Material for the task start

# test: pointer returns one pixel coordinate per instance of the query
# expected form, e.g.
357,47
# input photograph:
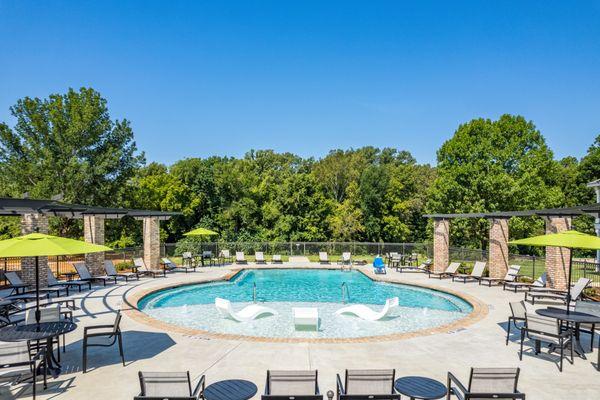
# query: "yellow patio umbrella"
42,245
567,239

Material for the task end

◆ Description of the task ◆
Swap "yellow" for "red" and write out the material again with nothing else changed. Leave the pictures out.

◆ The response ◆
# test: pointer returns one pixel coordinate per instance of the query
# expected form, e.g.
357,47
# input photograph:
# query: "red patio umbrella"
42,245
567,239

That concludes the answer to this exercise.